Prior to the white settler uprising in the 13 British colonies, Great Britain had gone to war with France over trade access. The trade in merchandise and humans was bringing great wealth to these European countries, and any infringement on this trade offended "national interests."

By the conclusion of this Seven Years' War, the white settlers in the 13 colonies had grown rich. Naturally, they had grown rich. This was the whole point of the war, as far as Britain was concerned - to enrich itself and its class.

King George III, cash poor from a long war, turns to the white settler profiteers to replenish his coffers. The king's treasury bore the cost of the war.

Tax shelters and Cayman Island accounts did not exist in the 18th century, so that was not an option for these enriched white settlers. They did not want to pay, said they were offended by having these taxes imposed on them [they were not offended when British troops were opening up trade routes for them].

So they stole a page from the evolving insurgency of those 17th century radicals, who wanted to be rid of unjust government, corrupt princes, and tyrants.

We hold these truths to be self-evident: a lot of gloss and smoke and bad magic have been used to hide the obvious contradictions between what these white settlers wrote in that declaration from Great Britain and what they actually created. All men did not include the natives, nor the Africans, neither women, nor the indentured and poor. What these white settlers did, laws they passed, court decisions they adjudicated are self-evident: these were the forbears of a venal NAZI-like mentality.

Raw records
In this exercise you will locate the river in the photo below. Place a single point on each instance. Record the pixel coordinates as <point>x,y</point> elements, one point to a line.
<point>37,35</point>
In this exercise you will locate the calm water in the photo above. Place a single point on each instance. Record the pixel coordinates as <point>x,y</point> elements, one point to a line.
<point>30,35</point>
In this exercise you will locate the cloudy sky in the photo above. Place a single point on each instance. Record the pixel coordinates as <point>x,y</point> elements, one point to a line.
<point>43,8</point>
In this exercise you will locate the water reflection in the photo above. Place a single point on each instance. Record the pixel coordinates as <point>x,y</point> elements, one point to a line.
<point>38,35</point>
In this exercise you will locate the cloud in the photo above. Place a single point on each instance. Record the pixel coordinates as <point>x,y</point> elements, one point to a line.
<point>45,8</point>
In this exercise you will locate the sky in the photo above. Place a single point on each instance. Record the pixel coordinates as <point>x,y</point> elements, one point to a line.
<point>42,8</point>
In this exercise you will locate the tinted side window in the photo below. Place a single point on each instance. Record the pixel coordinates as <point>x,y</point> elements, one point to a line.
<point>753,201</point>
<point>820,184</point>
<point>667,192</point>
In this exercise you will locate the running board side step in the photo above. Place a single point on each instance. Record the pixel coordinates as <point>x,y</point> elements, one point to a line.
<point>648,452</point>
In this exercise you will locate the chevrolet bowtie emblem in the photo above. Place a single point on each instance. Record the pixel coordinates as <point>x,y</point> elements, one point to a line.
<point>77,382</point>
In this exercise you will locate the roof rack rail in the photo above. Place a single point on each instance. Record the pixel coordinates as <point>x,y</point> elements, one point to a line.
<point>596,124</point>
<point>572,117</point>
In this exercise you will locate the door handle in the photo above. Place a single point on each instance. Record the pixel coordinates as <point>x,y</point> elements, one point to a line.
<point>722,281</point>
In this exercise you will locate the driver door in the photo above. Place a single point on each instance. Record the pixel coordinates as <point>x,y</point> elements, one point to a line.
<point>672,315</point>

WHAT THIS TASK INVOLVES: Shorten the paragraph in the passage on the colonial uprising that begins "We hold these truths to be self-evident" into a brief bulleted list of its main points.

THE ANSWER:
- A lot of gloss, smoke, and bad magic has hidden the contradictions between what the white settlers wrote in their declaration from Great Britain and what they actually created.
- "All men" did not include the natives, the Africans, women, or the indentured and poor.
- The settlers' actions, laws, and court decisions show them as forebears of a venal, NAZI-like mentality.